_PAGE EXCERPT_.
What we have to realize and continue to be mindful of is the very foundational reality that decisions-human decisions about how to conceptualize, organize and define data-are both unavoidable, and have a massive downstream impact to the rest of the system.  This is true of more traditional BI solutions, as well as predictive models and even AI.  As Roman Yampolskiy is quoted as saying in an article by Hope Reese on TechRepublic, “Any time you have a dataset of human decisions, it includes bias.”  In the medical field, human decisions are everywhere, from the clinical to the revenue cycle to the administration.  What’s the principle diagnosis, primary diagnosis, secondary diagnoses?  Which codes, primary and secondary define a disease, such as CHF?  Were those POA, or not, or not known?  Do we need to make any special allowances for events such as transplants, pregnancy or major accidents?  To which provider should the visit be attributed, the last attending or the longest attending?  These decisions are all strung together in large chains, the outputs of which heavily influence decision making later in the system, both human and machine.  For instance, if CHF patients are deemed to be at a higher risk for hospital utilization, it becomes very important how CHF is defined (which codes are included for primary and secondary, as well as any defined exclusions).  An incorrect or incomplete definition could lead to higher levels of unmanaged risk in the population.

In order to assist in minimizing unintentional bias and maximizing informed decision making, we work with all of our clients to be sure the subfloor of data management is installed and in good working order, before we begin surfacing data for use (to either humans or machines).  Here’s how we go about it:

  1. We work with each client to be sure all relevant data and logic definitions (e.g. the primary and secondary codes, along with exclusions for CHF) are clearly visible, and well understood.  We’re completely transparent about this, and if there’s a need to change one of our standard definitions, we’ll change it.

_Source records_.
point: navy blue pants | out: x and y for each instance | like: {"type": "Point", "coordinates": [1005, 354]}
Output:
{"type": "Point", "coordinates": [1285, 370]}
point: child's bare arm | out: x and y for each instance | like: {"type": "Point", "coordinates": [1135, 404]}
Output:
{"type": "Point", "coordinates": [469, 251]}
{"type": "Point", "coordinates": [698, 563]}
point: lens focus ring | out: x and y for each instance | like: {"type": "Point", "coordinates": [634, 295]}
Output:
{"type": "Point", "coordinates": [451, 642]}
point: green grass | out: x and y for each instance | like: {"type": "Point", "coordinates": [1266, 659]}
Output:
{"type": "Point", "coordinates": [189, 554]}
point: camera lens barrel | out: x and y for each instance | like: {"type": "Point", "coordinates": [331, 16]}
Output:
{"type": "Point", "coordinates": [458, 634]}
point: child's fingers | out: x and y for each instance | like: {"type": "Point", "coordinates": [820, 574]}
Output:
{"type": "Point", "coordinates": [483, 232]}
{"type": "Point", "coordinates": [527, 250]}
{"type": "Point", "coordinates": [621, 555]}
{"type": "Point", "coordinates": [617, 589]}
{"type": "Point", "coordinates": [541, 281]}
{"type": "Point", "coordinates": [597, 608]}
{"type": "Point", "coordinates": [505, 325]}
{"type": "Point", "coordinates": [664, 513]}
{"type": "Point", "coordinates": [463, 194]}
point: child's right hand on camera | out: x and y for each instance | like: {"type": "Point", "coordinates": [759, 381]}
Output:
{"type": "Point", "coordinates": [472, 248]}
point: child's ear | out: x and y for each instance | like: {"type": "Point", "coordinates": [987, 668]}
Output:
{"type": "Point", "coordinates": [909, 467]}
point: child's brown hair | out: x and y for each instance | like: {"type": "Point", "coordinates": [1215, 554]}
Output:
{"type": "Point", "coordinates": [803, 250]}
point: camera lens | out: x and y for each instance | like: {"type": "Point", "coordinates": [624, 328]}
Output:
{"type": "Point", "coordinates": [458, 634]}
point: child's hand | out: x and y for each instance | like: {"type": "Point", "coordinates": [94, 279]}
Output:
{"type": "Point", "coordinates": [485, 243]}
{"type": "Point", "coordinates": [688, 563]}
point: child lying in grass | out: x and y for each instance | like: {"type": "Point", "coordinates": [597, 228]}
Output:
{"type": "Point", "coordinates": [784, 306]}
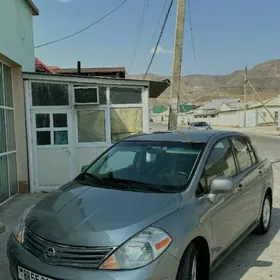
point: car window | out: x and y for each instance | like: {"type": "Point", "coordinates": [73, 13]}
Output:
{"type": "Point", "coordinates": [252, 153]}
{"type": "Point", "coordinates": [220, 163]}
{"type": "Point", "coordinates": [164, 164]}
{"type": "Point", "coordinates": [244, 153]}
{"type": "Point", "coordinates": [120, 160]}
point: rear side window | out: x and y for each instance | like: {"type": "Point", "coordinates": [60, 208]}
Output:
{"type": "Point", "coordinates": [244, 153]}
{"type": "Point", "coordinates": [220, 163]}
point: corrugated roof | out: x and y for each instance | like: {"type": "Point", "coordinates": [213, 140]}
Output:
{"type": "Point", "coordinates": [34, 9]}
{"type": "Point", "coordinates": [91, 70]}
{"type": "Point", "coordinates": [159, 109]}
{"type": "Point", "coordinates": [216, 103]}
{"type": "Point", "coordinates": [184, 108]}
{"type": "Point", "coordinates": [41, 66]}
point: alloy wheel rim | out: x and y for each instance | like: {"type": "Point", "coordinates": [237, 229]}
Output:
{"type": "Point", "coordinates": [194, 265]}
{"type": "Point", "coordinates": [266, 213]}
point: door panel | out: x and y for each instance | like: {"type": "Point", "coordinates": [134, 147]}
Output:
{"type": "Point", "coordinates": [226, 210]}
{"type": "Point", "coordinates": [250, 180]}
{"type": "Point", "coordinates": [52, 135]}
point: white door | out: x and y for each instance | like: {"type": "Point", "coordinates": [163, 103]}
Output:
{"type": "Point", "coordinates": [52, 148]}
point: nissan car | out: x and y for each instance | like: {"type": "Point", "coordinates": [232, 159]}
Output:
{"type": "Point", "coordinates": [165, 205]}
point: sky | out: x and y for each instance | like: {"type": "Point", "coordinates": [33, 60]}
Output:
{"type": "Point", "coordinates": [228, 34]}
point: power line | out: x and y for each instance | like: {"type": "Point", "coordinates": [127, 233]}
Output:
{"type": "Point", "coordinates": [84, 29]}
{"type": "Point", "coordinates": [140, 30]}
{"type": "Point", "coordinates": [158, 22]}
{"type": "Point", "coordinates": [191, 30]}
{"type": "Point", "coordinates": [160, 36]}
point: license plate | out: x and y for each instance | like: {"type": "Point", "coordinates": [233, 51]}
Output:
{"type": "Point", "coordinates": [24, 274]}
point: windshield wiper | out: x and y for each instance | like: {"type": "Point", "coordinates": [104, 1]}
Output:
{"type": "Point", "coordinates": [137, 184]}
{"type": "Point", "coordinates": [91, 176]}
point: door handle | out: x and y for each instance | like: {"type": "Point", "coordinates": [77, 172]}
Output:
{"type": "Point", "coordinates": [240, 187]}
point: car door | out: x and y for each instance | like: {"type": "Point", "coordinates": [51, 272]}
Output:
{"type": "Point", "coordinates": [225, 212]}
{"type": "Point", "coordinates": [250, 181]}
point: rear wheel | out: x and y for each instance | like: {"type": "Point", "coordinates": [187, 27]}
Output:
{"type": "Point", "coordinates": [265, 219]}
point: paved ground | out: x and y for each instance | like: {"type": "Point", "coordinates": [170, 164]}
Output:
{"type": "Point", "coordinates": [256, 258]}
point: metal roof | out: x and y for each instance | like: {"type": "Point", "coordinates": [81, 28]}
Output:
{"type": "Point", "coordinates": [216, 103]}
{"type": "Point", "coordinates": [156, 88]}
{"type": "Point", "coordinates": [34, 9]}
{"type": "Point", "coordinates": [90, 70]}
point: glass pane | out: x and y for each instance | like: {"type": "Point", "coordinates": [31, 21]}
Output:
{"type": "Point", "coordinates": [4, 181]}
{"type": "Point", "coordinates": [102, 95]}
{"type": "Point", "coordinates": [1, 86]}
{"type": "Point", "coordinates": [7, 71]}
{"type": "Point", "coordinates": [3, 142]}
{"type": "Point", "coordinates": [10, 130]}
{"type": "Point", "coordinates": [12, 161]}
{"type": "Point", "coordinates": [86, 95]}
{"type": "Point", "coordinates": [60, 120]}
{"type": "Point", "coordinates": [125, 122]}
{"type": "Point", "coordinates": [42, 120]}
{"type": "Point", "coordinates": [91, 126]}
{"type": "Point", "coordinates": [61, 137]}
{"type": "Point", "coordinates": [43, 138]}
{"type": "Point", "coordinates": [125, 95]}
{"type": "Point", "coordinates": [45, 94]}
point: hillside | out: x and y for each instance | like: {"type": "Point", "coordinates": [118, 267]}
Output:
{"type": "Point", "coordinates": [265, 77]}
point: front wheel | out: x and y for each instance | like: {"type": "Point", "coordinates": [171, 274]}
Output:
{"type": "Point", "coordinates": [265, 219]}
{"type": "Point", "coordinates": [188, 269]}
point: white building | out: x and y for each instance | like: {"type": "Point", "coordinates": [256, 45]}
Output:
{"type": "Point", "coordinates": [16, 55]}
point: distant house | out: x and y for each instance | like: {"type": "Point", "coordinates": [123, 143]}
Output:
{"type": "Point", "coordinates": [159, 109]}
{"type": "Point", "coordinates": [112, 72]}
{"type": "Point", "coordinates": [215, 106]}
{"type": "Point", "coordinates": [185, 108]}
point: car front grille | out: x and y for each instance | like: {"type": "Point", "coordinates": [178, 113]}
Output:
{"type": "Point", "coordinates": [65, 255]}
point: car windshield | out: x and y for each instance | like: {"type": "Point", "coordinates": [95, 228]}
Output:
{"type": "Point", "coordinates": [163, 165]}
{"type": "Point", "coordinates": [200, 124]}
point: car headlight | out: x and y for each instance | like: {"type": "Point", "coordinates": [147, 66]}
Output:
{"type": "Point", "coordinates": [138, 251]}
{"type": "Point", "coordinates": [20, 227]}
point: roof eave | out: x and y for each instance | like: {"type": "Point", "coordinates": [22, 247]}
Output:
{"type": "Point", "coordinates": [34, 9]}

_LIST OF TASKS_.
a: Translate this sentence from the page excerpt into Spanish: "In the medical field, human decisions are everywhere, from the clinical to the revenue cycle to the administration."
b: Write out everything in the page excerpt from "1. We work with" down to "we’ll change it.", substituting "default definitions" for "standard definitions".

_EXERCISE ANSWERS_.
a: En el campo médico, las decisiones humanas están en todas partes, desde lo clínico hasta el ciclo de ingresos y la administración.

b:
1. We work with each client to be sure all relevant data and logic definitions (e.g. the primary and secondary codes, along with exclusions for CHF) are clearly visible, and well understood.  We’re completely transparent about this, and if there’s a need to change one of our default definitions, we’ll change it.